■ DATA PROVIDED
++++++++

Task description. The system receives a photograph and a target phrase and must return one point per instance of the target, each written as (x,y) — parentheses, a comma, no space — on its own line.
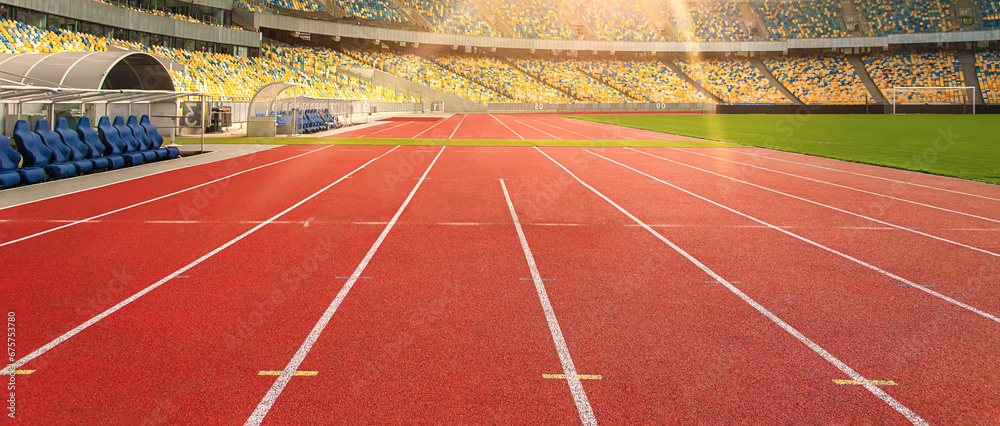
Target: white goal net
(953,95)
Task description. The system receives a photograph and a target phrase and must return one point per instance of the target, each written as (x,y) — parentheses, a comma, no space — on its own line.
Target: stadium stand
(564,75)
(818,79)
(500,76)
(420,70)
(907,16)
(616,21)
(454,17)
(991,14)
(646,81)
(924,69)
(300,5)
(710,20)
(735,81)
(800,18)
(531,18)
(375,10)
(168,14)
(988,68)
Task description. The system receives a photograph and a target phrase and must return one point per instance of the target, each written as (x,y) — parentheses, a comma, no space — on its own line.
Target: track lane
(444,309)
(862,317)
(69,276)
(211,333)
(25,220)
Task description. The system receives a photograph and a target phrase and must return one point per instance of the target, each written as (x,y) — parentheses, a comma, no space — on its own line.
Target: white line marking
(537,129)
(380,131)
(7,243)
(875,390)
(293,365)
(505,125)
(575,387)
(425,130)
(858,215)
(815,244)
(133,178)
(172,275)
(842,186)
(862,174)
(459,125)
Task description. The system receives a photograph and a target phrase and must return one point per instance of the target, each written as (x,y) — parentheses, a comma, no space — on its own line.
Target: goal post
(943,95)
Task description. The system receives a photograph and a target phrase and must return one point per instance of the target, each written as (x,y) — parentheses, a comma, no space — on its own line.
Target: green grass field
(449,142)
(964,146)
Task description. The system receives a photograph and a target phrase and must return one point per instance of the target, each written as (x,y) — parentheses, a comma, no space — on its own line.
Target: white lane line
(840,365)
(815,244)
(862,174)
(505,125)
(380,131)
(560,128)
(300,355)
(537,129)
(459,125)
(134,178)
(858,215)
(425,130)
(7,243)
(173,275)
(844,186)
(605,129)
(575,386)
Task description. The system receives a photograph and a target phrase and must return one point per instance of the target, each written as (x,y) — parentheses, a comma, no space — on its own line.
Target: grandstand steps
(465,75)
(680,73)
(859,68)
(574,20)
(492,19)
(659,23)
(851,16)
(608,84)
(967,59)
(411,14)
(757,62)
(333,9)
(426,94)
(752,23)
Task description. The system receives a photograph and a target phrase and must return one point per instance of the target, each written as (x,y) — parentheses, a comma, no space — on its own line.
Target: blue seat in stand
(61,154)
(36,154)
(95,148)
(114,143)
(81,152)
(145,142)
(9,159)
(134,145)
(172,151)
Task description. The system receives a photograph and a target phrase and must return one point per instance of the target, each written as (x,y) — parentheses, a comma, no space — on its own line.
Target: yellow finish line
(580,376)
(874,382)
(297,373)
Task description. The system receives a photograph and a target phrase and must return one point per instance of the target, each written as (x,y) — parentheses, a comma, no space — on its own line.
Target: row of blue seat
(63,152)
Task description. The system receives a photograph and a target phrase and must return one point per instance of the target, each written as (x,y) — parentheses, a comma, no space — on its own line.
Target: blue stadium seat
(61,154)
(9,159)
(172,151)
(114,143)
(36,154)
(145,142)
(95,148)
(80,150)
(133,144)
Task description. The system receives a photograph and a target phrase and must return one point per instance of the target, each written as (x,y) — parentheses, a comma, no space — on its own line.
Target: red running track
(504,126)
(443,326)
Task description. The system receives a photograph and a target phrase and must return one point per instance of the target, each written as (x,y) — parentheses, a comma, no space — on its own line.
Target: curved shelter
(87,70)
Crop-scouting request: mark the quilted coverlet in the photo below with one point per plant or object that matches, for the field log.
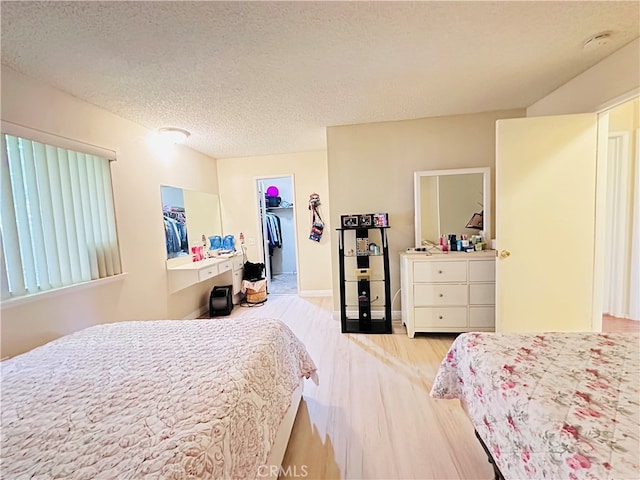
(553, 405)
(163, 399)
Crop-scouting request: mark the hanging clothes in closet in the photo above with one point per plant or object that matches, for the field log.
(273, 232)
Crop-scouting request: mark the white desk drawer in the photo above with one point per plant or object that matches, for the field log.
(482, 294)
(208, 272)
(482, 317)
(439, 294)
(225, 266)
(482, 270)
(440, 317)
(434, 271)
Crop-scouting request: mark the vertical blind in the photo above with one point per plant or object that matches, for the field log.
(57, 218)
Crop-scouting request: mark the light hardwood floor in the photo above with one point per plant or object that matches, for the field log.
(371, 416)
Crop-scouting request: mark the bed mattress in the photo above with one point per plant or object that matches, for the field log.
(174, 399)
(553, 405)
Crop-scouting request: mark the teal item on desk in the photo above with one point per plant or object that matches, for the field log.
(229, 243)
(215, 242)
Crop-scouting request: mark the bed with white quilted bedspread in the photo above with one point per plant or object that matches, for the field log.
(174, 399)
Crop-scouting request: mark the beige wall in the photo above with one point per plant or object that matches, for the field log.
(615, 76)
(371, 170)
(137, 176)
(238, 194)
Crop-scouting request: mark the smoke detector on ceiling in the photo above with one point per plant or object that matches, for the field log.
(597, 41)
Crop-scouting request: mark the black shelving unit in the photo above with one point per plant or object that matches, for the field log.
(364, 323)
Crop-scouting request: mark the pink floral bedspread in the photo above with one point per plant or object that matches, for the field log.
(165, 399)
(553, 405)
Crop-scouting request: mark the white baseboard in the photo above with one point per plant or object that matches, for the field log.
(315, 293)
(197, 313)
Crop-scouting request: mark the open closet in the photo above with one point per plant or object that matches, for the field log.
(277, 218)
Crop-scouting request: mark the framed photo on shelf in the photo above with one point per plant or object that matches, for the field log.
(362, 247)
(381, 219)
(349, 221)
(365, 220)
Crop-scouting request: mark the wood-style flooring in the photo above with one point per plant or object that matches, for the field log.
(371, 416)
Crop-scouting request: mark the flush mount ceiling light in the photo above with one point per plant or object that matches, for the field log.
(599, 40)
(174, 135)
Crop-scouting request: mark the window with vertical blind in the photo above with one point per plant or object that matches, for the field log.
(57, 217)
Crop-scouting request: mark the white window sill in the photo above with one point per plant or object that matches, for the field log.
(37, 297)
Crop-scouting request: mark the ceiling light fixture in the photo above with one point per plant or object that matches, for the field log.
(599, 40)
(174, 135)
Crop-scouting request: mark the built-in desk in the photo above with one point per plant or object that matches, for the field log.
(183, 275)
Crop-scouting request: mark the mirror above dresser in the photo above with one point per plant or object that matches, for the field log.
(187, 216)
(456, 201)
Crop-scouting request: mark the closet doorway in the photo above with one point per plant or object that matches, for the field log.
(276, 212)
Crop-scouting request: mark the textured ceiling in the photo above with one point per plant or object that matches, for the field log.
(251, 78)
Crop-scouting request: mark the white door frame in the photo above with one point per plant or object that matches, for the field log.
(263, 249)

++++++++

■ INSTRUCTIONS FOR THE TASK
Please rewrite everything from the line containing "Crop-scouting request: mark the white door" down to the end of the material as a two-column CSV, one row per entry. Put the text in a quoted "label_text" field and its answer in a quoted "answer" field, replacing any line breaks with spaces.

■ WORKED ANSWER
label_text,answer
"Crop-scouting request: mark the white door frame in the photo above with one point per plant or object that matches, for the field log.","(263, 249)"